**Goal of the exercise**
Copy, from the data below, each line that has the word "wall".

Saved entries
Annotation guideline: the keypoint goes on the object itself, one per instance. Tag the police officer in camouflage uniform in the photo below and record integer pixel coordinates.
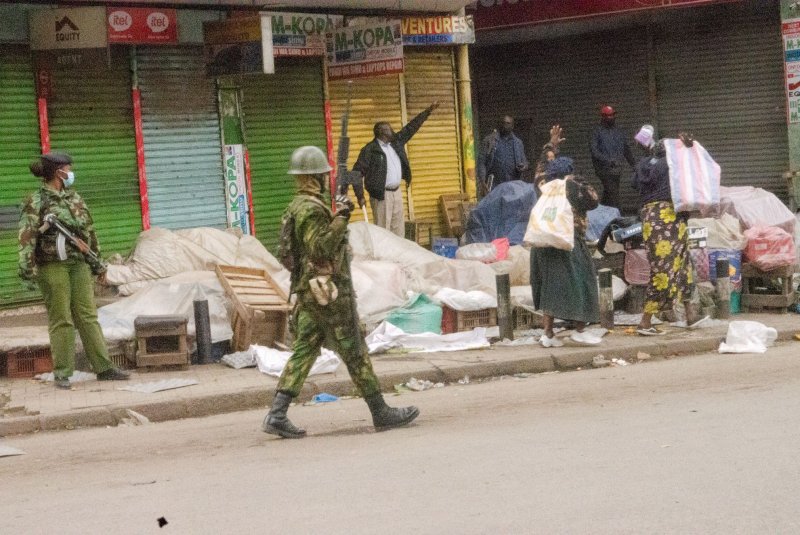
(62, 270)
(314, 247)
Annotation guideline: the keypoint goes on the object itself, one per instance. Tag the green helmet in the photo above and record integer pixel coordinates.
(308, 160)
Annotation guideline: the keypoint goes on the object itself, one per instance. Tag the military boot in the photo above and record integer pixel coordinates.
(276, 422)
(385, 417)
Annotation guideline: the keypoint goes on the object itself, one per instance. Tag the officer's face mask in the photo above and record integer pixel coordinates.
(68, 178)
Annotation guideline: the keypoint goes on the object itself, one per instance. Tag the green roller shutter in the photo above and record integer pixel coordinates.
(20, 127)
(281, 112)
(91, 118)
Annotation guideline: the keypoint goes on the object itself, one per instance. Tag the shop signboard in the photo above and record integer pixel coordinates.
(441, 30)
(142, 25)
(239, 45)
(507, 13)
(365, 50)
(236, 188)
(69, 38)
(791, 47)
(301, 34)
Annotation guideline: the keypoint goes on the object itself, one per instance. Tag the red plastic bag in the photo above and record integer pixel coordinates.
(769, 247)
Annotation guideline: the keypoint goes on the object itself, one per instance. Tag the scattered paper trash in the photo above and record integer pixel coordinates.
(748, 337)
(8, 451)
(324, 397)
(271, 361)
(158, 386)
(76, 377)
(240, 359)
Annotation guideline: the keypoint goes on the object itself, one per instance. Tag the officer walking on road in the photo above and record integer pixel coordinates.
(314, 248)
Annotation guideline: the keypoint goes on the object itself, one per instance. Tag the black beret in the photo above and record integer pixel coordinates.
(57, 158)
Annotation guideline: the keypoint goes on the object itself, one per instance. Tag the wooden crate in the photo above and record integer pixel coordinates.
(775, 302)
(26, 363)
(450, 207)
(260, 308)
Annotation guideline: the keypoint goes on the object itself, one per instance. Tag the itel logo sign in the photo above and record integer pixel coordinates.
(142, 25)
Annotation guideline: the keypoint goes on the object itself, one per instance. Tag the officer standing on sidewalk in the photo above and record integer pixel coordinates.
(315, 249)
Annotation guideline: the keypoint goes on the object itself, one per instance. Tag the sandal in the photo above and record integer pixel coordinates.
(650, 331)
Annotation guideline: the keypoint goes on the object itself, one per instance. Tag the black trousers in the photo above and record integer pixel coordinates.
(610, 195)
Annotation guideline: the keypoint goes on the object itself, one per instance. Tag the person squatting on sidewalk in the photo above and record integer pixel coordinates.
(62, 270)
(315, 249)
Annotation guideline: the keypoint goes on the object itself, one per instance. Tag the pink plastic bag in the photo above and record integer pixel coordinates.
(501, 244)
(769, 247)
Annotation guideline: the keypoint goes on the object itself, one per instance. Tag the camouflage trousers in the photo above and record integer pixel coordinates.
(335, 327)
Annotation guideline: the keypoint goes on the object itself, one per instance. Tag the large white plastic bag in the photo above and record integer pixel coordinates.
(748, 337)
(551, 222)
(272, 361)
(694, 176)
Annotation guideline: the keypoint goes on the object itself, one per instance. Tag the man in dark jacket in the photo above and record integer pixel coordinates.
(609, 148)
(383, 163)
(501, 157)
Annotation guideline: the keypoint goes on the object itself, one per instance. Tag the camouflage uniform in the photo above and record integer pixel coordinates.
(66, 285)
(320, 247)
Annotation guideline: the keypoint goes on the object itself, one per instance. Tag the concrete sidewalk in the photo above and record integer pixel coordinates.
(28, 405)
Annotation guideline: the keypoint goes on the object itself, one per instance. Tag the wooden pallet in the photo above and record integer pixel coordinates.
(260, 308)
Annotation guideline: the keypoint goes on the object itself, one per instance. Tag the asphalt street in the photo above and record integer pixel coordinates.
(702, 444)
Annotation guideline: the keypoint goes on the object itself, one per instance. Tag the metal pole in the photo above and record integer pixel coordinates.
(202, 330)
(606, 299)
(504, 319)
(723, 289)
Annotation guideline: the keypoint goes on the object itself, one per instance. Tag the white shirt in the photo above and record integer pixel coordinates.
(394, 171)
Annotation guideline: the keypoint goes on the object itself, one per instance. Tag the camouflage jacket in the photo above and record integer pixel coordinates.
(35, 248)
(320, 244)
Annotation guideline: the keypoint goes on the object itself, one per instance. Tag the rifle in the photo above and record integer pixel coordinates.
(345, 178)
(64, 234)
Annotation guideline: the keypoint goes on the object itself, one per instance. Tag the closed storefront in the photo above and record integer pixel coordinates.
(90, 115)
(434, 151)
(281, 112)
(20, 146)
(713, 71)
(181, 133)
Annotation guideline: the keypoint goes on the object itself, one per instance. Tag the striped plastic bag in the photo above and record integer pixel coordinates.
(694, 176)
(551, 221)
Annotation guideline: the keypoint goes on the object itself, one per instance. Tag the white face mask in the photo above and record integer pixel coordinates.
(69, 180)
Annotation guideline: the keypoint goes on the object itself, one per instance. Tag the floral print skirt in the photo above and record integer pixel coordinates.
(665, 237)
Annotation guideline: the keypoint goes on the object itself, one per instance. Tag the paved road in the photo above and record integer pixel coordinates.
(705, 444)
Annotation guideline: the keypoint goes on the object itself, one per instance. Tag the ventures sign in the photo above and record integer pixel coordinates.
(504, 13)
(301, 34)
(371, 49)
(139, 25)
(236, 189)
(69, 38)
(444, 30)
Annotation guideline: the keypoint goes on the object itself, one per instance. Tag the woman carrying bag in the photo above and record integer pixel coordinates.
(63, 270)
(563, 277)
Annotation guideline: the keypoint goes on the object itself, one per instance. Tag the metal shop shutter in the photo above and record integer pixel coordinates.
(281, 111)
(434, 151)
(720, 76)
(182, 147)
(20, 146)
(91, 118)
(565, 81)
(373, 99)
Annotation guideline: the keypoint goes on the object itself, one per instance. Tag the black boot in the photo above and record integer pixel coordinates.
(276, 422)
(386, 417)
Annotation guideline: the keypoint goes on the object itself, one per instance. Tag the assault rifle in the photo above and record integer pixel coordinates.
(345, 178)
(64, 234)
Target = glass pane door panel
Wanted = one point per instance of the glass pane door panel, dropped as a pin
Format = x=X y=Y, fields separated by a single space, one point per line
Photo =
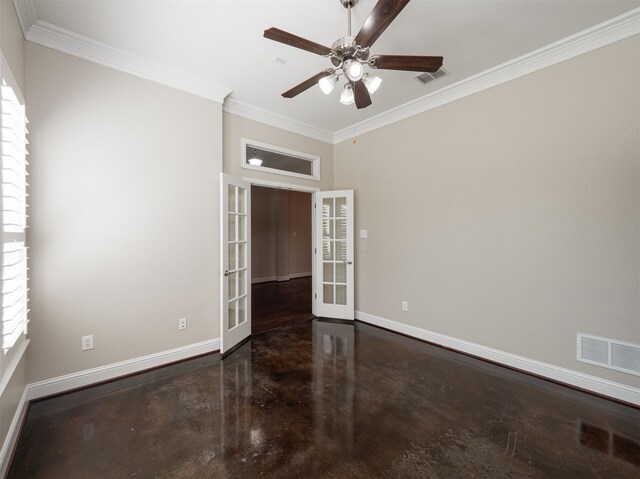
x=341 y=207
x=232 y=285
x=327 y=229
x=232 y=256
x=242 y=310
x=341 y=294
x=327 y=250
x=242 y=275
x=242 y=200
x=341 y=229
x=232 y=198
x=341 y=273
x=327 y=272
x=327 y=293
x=232 y=314
x=232 y=227
x=242 y=255
x=327 y=208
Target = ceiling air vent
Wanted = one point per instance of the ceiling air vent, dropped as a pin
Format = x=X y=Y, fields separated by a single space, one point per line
x=609 y=353
x=428 y=77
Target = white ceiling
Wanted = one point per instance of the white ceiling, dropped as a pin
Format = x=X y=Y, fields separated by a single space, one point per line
x=221 y=42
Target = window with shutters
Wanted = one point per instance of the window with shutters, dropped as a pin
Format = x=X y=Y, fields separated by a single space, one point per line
x=13 y=210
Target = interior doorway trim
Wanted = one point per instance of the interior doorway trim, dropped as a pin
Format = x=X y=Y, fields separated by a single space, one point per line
x=303 y=189
x=280 y=185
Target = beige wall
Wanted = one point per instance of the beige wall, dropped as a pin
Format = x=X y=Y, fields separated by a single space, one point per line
x=12 y=41
x=236 y=128
x=280 y=234
x=12 y=46
x=124 y=220
x=510 y=218
x=263 y=239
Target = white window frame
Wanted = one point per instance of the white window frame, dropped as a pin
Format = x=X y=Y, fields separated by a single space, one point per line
x=314 y=159
x=13 y=351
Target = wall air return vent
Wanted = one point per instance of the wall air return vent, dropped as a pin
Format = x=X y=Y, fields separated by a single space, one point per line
x=609 y=353
x=428 y=77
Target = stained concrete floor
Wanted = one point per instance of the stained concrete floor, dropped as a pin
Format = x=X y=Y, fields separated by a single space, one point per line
x=329 y=400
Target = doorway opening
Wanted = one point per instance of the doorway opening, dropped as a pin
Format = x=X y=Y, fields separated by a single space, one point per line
x=281 y=257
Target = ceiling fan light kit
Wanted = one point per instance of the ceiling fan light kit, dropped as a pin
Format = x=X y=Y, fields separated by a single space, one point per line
x=350 y=54
x=347 y=97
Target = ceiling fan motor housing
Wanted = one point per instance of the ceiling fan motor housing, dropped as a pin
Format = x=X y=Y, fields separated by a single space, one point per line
x=345 y=48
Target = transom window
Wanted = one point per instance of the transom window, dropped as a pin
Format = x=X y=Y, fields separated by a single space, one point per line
x=282 y=161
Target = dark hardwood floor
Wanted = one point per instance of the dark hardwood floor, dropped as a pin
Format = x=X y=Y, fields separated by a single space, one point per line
x=280 y=303
x=329 y=400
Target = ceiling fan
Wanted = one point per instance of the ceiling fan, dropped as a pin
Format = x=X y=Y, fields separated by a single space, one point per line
x=350 y=54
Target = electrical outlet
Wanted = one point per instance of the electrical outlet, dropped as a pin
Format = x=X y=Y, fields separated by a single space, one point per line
x=182 y=324
x=87 y=342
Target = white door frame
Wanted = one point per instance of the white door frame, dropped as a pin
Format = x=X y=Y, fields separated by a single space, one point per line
x=303 y=189
x=232 y=336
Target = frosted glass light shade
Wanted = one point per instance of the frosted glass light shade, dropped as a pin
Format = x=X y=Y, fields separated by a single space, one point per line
x=354 y=70
x=346 y=98
x=327 y=83
x=372 y=82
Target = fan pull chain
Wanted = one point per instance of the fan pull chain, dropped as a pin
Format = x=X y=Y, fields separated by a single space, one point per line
x=354 y=139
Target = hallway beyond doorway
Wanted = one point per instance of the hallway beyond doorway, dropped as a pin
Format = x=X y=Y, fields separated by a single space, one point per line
x=280 y=303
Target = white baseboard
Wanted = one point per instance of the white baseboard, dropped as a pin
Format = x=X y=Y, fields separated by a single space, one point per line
x=111 y=371
x=11 y=438
x=556 y=373
x=299 y=275
x=266 y=279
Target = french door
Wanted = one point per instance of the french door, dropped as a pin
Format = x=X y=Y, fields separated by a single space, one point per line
x=235 y=296
x=334 y=254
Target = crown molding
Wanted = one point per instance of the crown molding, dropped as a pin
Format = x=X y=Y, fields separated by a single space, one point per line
x=63 y=40
x=613 y=30
x=26 y=10
x=273 y=119
x=52 y=36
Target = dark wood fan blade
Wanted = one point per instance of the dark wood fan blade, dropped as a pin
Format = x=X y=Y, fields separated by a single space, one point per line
x=361 y=94
x=406 y=62
x=305 y=85
x=379 y=19
x=281 y=36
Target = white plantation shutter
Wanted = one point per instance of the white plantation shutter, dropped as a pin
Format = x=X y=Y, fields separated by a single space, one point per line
x=14 y=207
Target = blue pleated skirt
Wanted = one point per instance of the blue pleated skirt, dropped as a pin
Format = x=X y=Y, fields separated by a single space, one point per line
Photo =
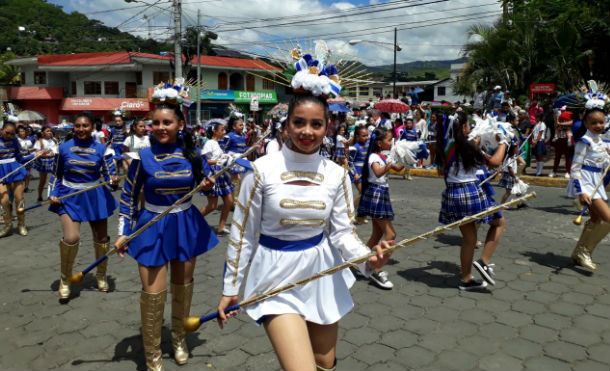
x=177 y=236
x=44 y=165
x=460 y=200
x=96 y=204
x=223 y=186
x=16 y=176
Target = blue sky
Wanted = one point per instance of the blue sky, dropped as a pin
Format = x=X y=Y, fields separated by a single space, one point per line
x=428 y=31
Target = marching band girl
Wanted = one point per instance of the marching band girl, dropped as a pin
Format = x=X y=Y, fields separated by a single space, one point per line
x=80 y=164
x=590 y=159
x=27 y=146
x=464 y=197
x=11 y=158
x=166 y=171
x=289 y=198
x=223 y=186
x=44 y=163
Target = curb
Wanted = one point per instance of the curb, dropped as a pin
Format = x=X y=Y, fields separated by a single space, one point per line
x=542 y=181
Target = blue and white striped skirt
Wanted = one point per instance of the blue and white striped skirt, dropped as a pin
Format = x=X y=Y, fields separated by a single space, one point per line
x=375 y=202
x=460 y=200
x=223 y=186
x=44 y=165
x=506 y=181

**Task solution**
Target = beige wall
Wanted = one point per instance of the beige wall, dropped as a pin
Target = wall air return vent
Wanted = one point per instance of the wall air return vent, dropped as a pin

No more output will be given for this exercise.